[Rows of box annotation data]
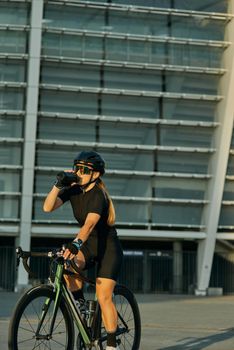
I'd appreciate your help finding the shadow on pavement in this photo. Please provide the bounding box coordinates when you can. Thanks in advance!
[160,328,234,350]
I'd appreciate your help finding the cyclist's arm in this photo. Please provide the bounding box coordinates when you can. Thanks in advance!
[43,186,63,213]
[75,213,101,242]
[63,213,101,259]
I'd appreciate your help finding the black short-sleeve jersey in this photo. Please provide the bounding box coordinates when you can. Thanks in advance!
[59,185,116,235]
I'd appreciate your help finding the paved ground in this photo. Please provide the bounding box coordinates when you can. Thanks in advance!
[0,292,234,350]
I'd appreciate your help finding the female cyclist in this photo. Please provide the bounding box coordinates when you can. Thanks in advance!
[43,151,123,350]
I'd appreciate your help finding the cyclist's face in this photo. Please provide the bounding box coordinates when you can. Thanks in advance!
[73,163,97,185]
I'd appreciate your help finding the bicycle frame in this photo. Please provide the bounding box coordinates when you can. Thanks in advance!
[36,254,100,346]
[12,247,141,350]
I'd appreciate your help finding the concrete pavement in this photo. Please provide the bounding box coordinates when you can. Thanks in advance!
[0,292,234,350]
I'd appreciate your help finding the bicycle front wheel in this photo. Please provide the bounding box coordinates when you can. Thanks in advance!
[8,285,74,350]
[100,285,141,350]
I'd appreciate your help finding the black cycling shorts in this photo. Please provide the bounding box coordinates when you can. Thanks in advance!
[80,235,123,281]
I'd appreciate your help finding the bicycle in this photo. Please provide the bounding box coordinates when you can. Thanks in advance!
[8,247,141,350]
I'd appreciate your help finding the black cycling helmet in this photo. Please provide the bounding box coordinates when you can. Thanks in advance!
[74,151,105,175]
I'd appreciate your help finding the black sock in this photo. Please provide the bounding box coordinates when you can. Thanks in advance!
[107,332,116,348]
[72,289,84,301]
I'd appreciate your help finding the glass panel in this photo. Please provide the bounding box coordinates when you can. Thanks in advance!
[0,88,25,110]
[43,4,105,31]
[159,125,214,148]
[113,201,149,224]
[33,198,73,223]
[0,198,19,219]
[152,203,203,225]
[38,118,96,142]
[100,149,154,171]
[154,178,207,200]
[219,205,234,226]
[103,178,152,197]
[39,90,98,114]
[230,130,234,149]
[36,145,77,170]
[104,68,162,91]
[113,0,228,12]
[0,170,20,192]
[0,143,22,165]
[0,30,27,54]
[0,60,26,82]
[112,0,171,8]
[41,63,101,87]
[174,0,228,12]
[35,174,152,197]
[0,116,23,138]
[165,71,220,95]
[36,145,154,171]
[170,15,226,41]
[223,180,234,201]
[227,154,234,175]
[42,33,103,59]
[107,11,169,36]
[102,95,159,118]
[168,44,224,68]
[156,152,210,174]
[163,99,217,122]
[99,123,157,145]
[0,0,29,25]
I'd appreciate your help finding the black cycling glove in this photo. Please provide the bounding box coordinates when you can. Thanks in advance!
[66,239,83,255]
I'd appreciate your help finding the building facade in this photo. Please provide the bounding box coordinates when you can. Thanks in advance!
[0,0,234,295]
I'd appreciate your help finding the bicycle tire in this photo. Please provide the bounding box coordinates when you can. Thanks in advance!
[8,285,74,350]
[100,285,141,350]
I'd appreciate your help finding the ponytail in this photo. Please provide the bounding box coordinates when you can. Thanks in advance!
[97,178,115,226]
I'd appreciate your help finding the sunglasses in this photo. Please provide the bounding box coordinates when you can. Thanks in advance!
[73,164,93,175]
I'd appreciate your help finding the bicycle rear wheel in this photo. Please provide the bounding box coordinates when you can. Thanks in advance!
[8,285,74,350]
[100,285,141,350]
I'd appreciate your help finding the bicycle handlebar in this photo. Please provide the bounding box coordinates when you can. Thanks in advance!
[16,247,95,285]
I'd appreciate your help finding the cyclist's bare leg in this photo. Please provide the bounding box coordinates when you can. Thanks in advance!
[96,277,117,333]
[64,251,85,292]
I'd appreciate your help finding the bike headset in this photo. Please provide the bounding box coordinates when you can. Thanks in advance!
[73,151,105,190]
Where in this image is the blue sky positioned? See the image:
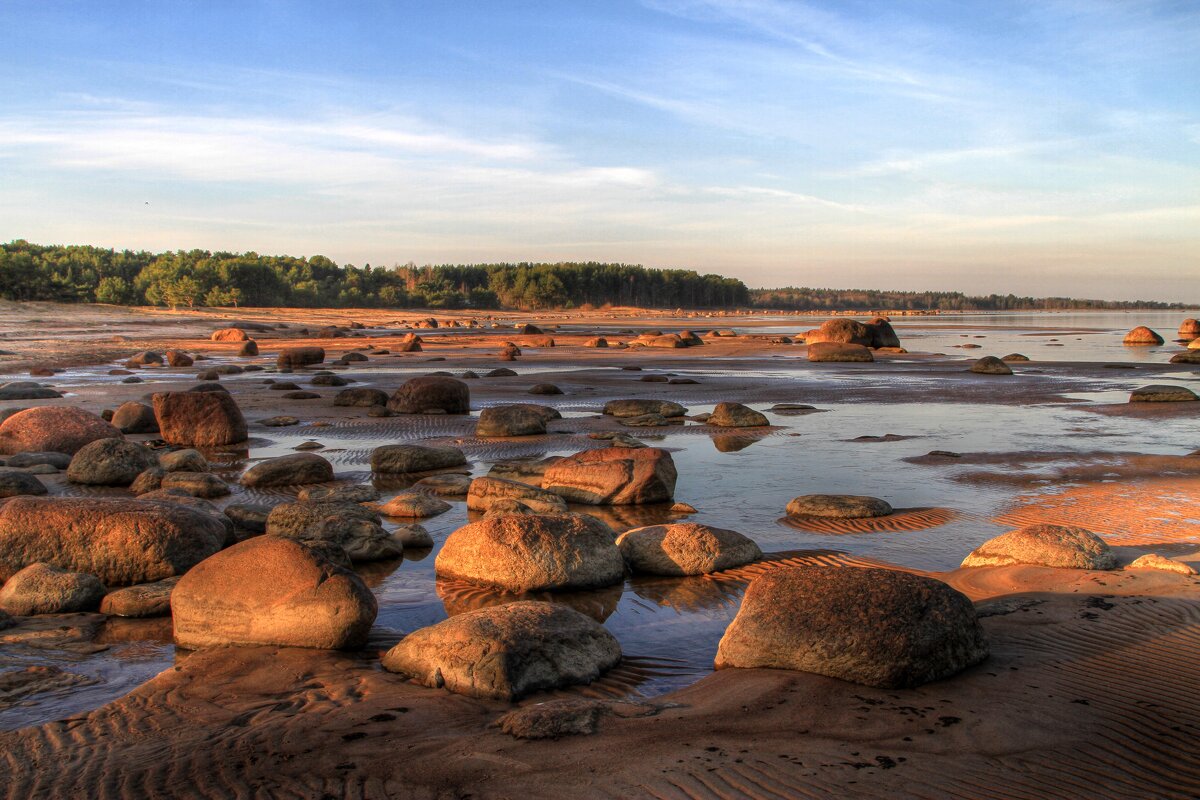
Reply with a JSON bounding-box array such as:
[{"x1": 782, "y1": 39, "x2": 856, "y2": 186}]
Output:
[{"x1": 0, "y1": 0, "x2": 1200, "y2": 302}]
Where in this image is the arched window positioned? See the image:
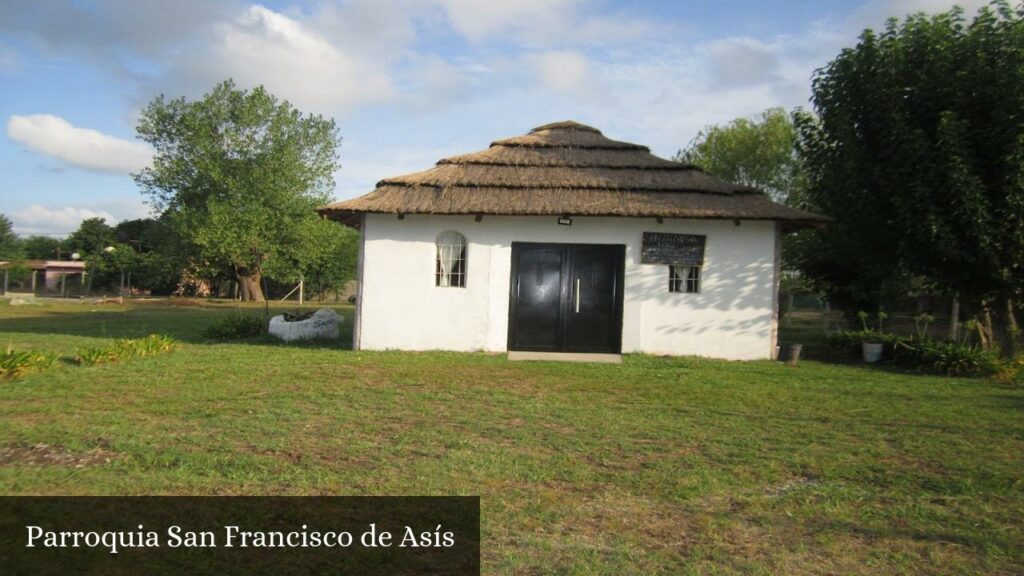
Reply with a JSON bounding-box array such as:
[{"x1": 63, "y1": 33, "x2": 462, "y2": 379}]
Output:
[{"x1": 434, "y1": 230, "x2": 466, "y2": 288}]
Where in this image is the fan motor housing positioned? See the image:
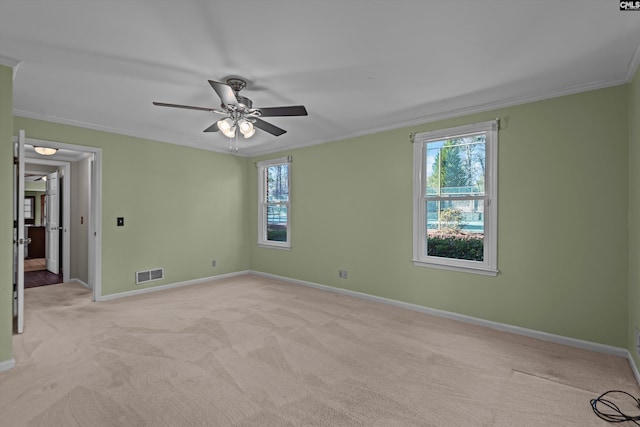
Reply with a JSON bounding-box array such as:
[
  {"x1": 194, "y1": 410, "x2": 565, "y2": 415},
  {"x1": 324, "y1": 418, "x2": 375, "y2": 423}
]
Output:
[{"x1": 236, "y1": 95, "x2": 253, "y2": 110}]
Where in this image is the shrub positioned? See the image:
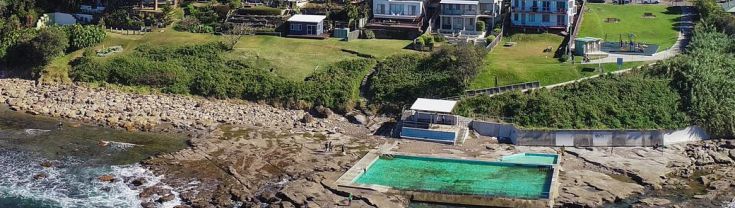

● Problem requirements
Give the lines of the records above, starting at the line that contains "I'd appreciate your help finding the bicycle rear" and ending at the line that contains "[73,151,105,190]", as a JSON list of strings with one string per line and blank lines left out.

● Written answer
[
  "I'd appreciate your help finding the bicycle rear wheel in this photo. Please provide the bounding box coordinates when you can. Thanks in advance!",
  "[8,285,74,350]",
  "[100,285,141,350]",
  "I'd appreciate your help finding the bicycle handlebar in this photo. Please provide the bounding box coordinates when you can. Thanks in advance!",
  "[16,247,95,285]",
  "I'd appreciate your help finding the cyclist's bare leg in this photo. Please provide the bounding box coordinates when you can. Thanks in advance!",
  "[96,277,117,333]",
  "[64,251,85,292]",
  "I'd appreciate your help finding the bike headset in this photo. Please provide the bounding box coordinates when you can. Thanks in advance!",
  "[73,151,105,190]"
]